___ Texte fourni

Publié le 18 Nov 2015 - 19:11
RENFORCEMENT DE LA CARTE SCOLAIRE DE MATAM

A l’école de la coopération décentralisée

Le directeur technique de la coopération Pape Birama Thiam

 

La région de Matam densifie sa carte scolaire. A la base de cet envol est la bonne tenue d’une coopération décentralisée franco-sénégalaise. Le dispositif de soutien aux projets des ressortissants sénégalais dénommé Programme d’appui aux initiatives de solidarité pour le développement (Paisd) a mobilisé près de 200 milliards en dix ans, pour l’accès aux services sociaux de base.

 

La sobriété était de mise ce samedi pour la pose de la première pierre du lycée de Fanaye. Minute de silence et brassard noir du maire de cette commune de 34 mille habitants, Aliou Gaye, marquent la solidarité envers l’ambassadeur et le peuple français sur les attentats terroristes survenus la veille, vendredi 13 novembre 2015. La fête devait être belle, comme en témoigne toute la population qui a finalement été retenue derrière un cordon de sécurité de la gendarmerie. Circonstance oblige, ces habitants ont eu moins de chance que ceux de Sinthiou Bamambé qui, la veille, avaient connu le même rituel mais dans une ambiance totalement débridée. La pose de la première pierre de leur lycée, qui comprend un batiment pédagogique, un bloc d’hygiène, un administratif, une bibliothèque et une loge de gardien a été plus un grand rassemblement festif coaché par le maire d’Orkadiéré, et questeur à l’Assemblée nationale, Daouda Dia. L’optimisme était de rigueur puisque les autorités et populations sont certaines que cette première pierre ne sera pas la dernière.

Si la présence de l’ambassadeur de France Jean-Félix Paganon et des autorités locales expliquent l’euphorie, elle n’est la raison de cet espoir qui a animé la soirée dans le site de ce futur lycée. Mais au dynanisme d’une coopération décentralisée qui matérialise ses projets éducatifs. Avec huit lycées, neuf collèges et treize écoles élémentaires dans les différentes localités du Nord, ce programme est une aubaine pour l’enseignement dans cette zone, ‘‘alors qu’il y a une décennie, il n’y avait qu un seul lycée’’, selon le directeur technique de la coopération Pape Birama Thiam. Un motif de satisfaction pour la coopération décentralisée franco-sénégalaise et au Programme d’appui aux initiatives de solidarité et de développement (Paisd). Ourossogui, Thialy, Ngano, Wendou Bosséabé, Sinthiou Bamambé..., dans la région Matam, possèdent leurs édifices scolaires pour un montant qui avoisine les six milliards incluant les autres services sociaux de base comme la santé et l’hydraulique. Avec comme objectif de ‘‘construire et renforcer le capital humain pour lancer le processus de développement dans ces localités’’, dixit M.Thiam.

______
___ Données extraites

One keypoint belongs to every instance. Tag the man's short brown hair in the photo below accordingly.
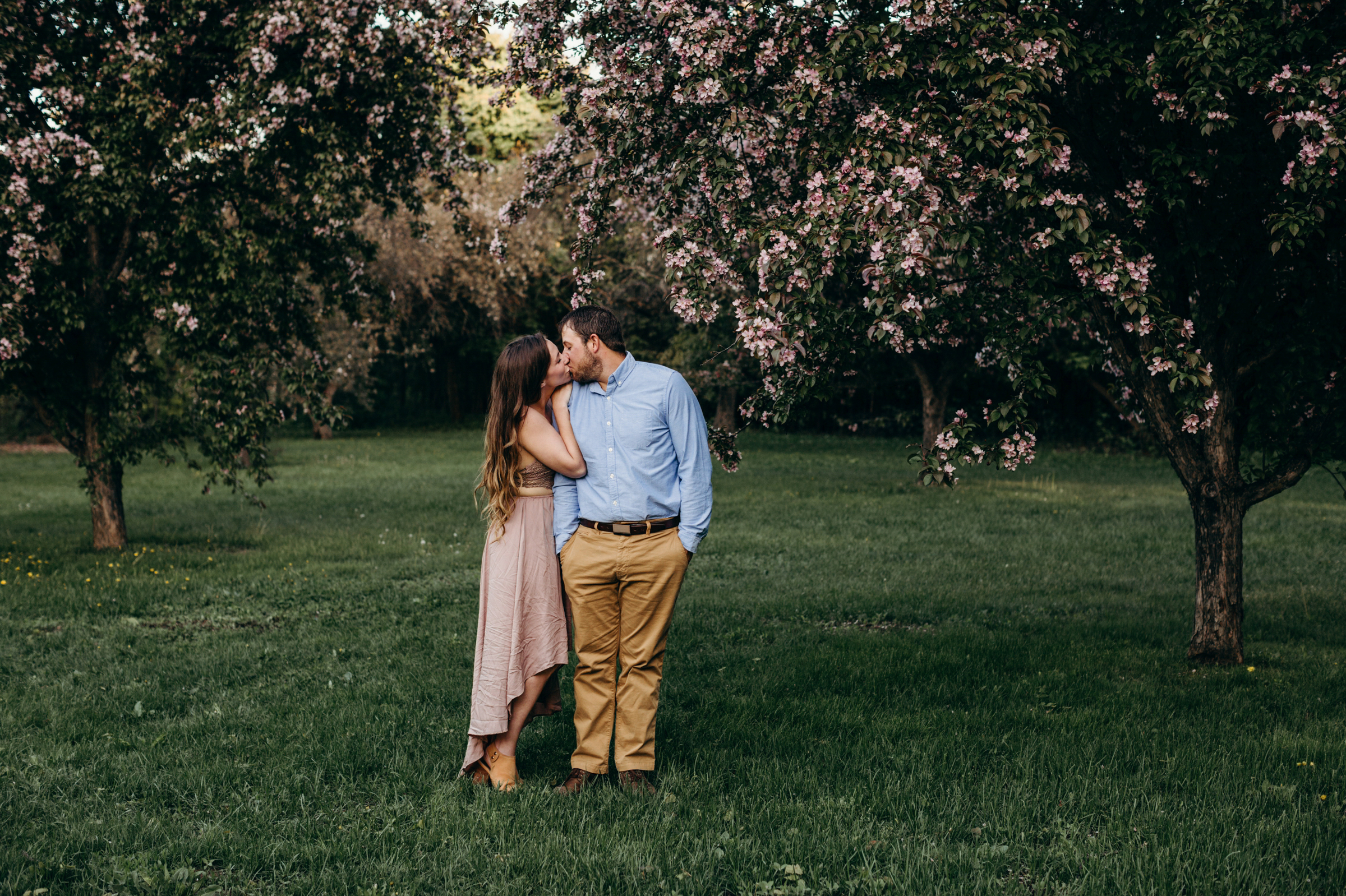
(596, 321)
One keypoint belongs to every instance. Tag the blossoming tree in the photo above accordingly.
(1156, 179)
(178, 181)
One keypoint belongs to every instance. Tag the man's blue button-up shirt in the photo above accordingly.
(644, 443)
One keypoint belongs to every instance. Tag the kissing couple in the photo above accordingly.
(597, 475)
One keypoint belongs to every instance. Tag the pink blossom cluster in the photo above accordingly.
(1020, 449)
(183, 317)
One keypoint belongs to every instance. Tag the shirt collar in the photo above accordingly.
(618, 377)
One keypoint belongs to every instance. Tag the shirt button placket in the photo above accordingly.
(611, 455)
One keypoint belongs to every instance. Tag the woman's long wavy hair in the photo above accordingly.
(516, 384)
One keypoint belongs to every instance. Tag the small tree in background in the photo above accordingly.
(1162, 179)
(179, 178)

______

◆ À faire
1 - Reprenez mot pour mot l'article sur la carte scolaire de Matam, depuis « A l’école de » jusqu'à « sociaux de base. » inclus.
2 - Mettez toutes les lignes des enregistrements sous forme de tableau Markdown à deux colonnes, « N° » et « Ligne », sans les lignes vides. Laissez les images de côté.
Le texte et les enregistrements ne proviennent pas de la même source.

◆ Réponses aux consignes
1 -
A l’école de la coopération décentralisée

Le directeur technique de la coopération Pape Birama Thiam

 

La région de Matam densifie sa carte scolaire. A la base de cet envol est la bonne tenue d’une coopération décentralisée franco-sénégalaise. Le dispositif de soutien aux projets des ressortissants sénégalais dénommé Programme d’appui aux initiatives de solidarité pour le développement (Paisd) a mobilisé près de 200 milliards en dix ans, pour l’accès aux services sociaux de base.

2 -
| N° | Ligne |
|---|---|
| 1 | One keypoint belongs to every instance. Tag the man's short brown hair in the photo below accordingly. |
| 2 | (596, 321) |
| 3 | One keypoint belongs to every instance. Tag the blossoming tree in the photo above accordingly. |
| 4 | (1156, 179) |
| 5 | (178, 181) |
| 6 | One keypoint belongs to every instance. Tag the man's blue button-up shirt in the photo above accordingly. |
| 7 | (644, 443) |
| 8 | One keypoint belongs to every instance. Tag the kissing couple in the photo above accordingly. |
| 9 | (597, 475) |
| 10 | One keypoint belongs to every instance. Tag the pink blossom cluster in the photo above accordingly. |
| 11 | (1020, 449) |
| 12 | (183, 317) |
| 13 | One keypoint belongs to every instance. Tag the shirt collar in the photo above accordingly. |
| 14 | (618, 377) |
| 15 | One keypoint belongs to every instance. Tag the shirt button placket in the photo above accordingly. |
| 16 | (611, 455) |
| 17 | One keypoint belongs to every instance. Tag the woman's long wavy hair in the photo above accordingly. |
| 18 | (516, 384) |
| 19 | One keypoint belongs to every instance. Tag the small tree in background in the photo above accordingly. |
| 20 | (1162, 179) |
| 21 | (179, 178) |